> **EXTRACT TO READ**:

[start]

# I've had enough...



## k-dog (14 Jul 2008)

That's it. My fixie is on ebay. Just can't take it. My bum hurts, my legs hurt, my back hurts.

I'm going to get a proper bike. It was fun for a while though.

http://cgi.ebay.co.uk/ws/eBayISAPI....m=170239677473&ssPageName=STRK:MESE:IT&ih=007


----------



## Willow (14 Jul 2008)

put some pedals on it and it'll be easier to ride!


----------



## kyuss (14 Jul 2008)

Oh bugger, that's my size and you're in Edinburgh too! Have you got a reserve price on it?


----------



## k-dog (14 Jul 2008)

Sorry!

I would actually really like it if someone fairly local bought it - it's just a pain to have to ship a bike. I have a box waiting and everything but I'd really rather not.

Always nice to know it goes to a good home too.

I will miss it. Sort of having second thoughts but I really need something else and I need the money from this one.


----------



## mickle (14 Jul 2008)

No wonder it was uncomfortable, it's clearly too big for you.


----------



## kyuss (15 Jul 2008)

That's what I thought when I saw the saddle height.

You should sell it to me for £20 and a half full bottle of Talisker. You know it makes sense because you can come round and have a shot whenever you liked.

[end]

> **THE PROBLEM**:
Answer these about the fixie thread above:
1. On what site has k-dog put the fixie up for sale?
2. What city does kyuss say they and k-dog are both in?
3. What does kyuss offer in exchange for the bike?

> **INFORMATION GIVEN**:
[start]

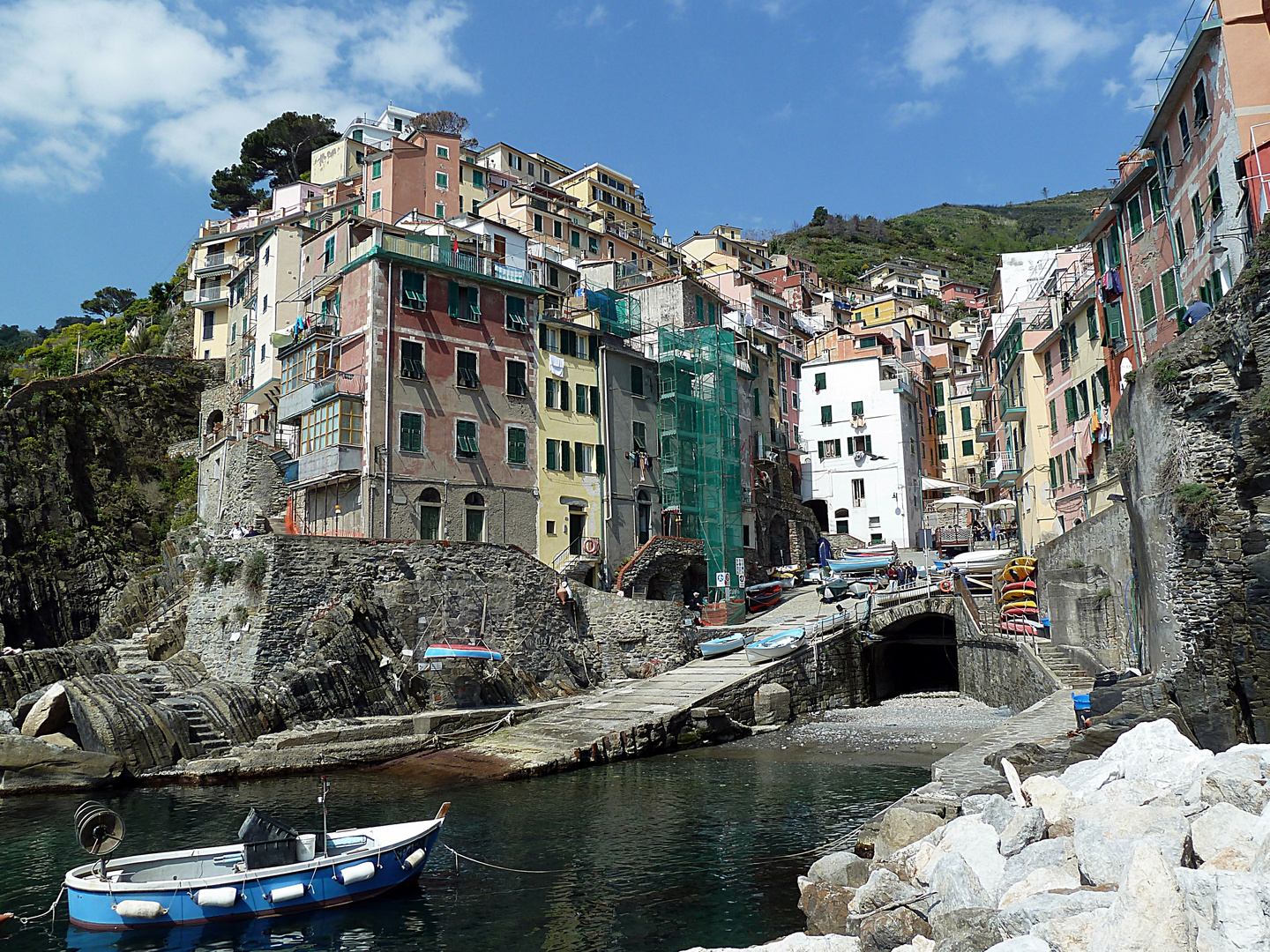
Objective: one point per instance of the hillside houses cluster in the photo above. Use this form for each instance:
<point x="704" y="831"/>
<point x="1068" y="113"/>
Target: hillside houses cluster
<point x="429" y="340"/>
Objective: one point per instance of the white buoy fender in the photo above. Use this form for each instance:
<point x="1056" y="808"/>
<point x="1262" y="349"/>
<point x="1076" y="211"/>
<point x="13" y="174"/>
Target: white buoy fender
<point x="138" y="909"/>
<point x="221" y="897"/>
<point x="355" y="874"/>
<point x="283" y="893"/>
<point x="415" y="859"/>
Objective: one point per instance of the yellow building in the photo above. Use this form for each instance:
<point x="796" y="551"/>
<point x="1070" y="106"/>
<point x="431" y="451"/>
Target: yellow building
<point x="571" y="442"/>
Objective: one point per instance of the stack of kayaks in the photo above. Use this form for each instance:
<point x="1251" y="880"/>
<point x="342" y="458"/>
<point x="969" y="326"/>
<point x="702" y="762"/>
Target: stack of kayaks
<point x="1019" y="609"/>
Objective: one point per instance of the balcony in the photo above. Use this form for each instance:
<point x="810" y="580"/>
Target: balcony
<point x="328" y="462"/>
<point x="1011" y="412"/>
<point x="444" y="257"/>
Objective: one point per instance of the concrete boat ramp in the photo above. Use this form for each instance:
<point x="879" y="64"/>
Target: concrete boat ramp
<point x="700" y="701"/>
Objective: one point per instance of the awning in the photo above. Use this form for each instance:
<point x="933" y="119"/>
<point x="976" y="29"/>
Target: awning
<point x="930" y="484"/>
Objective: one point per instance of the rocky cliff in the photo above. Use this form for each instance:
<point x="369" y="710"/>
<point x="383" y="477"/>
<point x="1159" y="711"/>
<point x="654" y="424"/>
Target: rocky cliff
<point x="1197" y="475"/>
<point x="88" y="490"/>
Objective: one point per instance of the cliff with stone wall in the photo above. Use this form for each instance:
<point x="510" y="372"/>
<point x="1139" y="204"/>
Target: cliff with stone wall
<point x="1195" y="465"/>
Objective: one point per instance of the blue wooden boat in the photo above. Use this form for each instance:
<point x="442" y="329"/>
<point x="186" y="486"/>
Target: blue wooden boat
<point x="478" y="651"/>
<point x="782" y="643"/>
<point x="225" y="883"/>
<point x="721" y="646"/>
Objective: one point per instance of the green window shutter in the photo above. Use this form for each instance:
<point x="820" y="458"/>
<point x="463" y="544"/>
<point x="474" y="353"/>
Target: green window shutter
<point x="517" y="450"/>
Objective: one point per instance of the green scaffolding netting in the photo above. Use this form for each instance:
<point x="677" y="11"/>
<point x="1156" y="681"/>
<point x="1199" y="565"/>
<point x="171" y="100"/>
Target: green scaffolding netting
<point x="700" y="432"/>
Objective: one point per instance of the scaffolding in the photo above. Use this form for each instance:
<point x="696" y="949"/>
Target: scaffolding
<point x="700" y="432"/>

[end]

> **OUTPUT OF THE EXERCISE**:
1. eBay
2. Edinburgh
3. £20 and a half full bottle of Talisker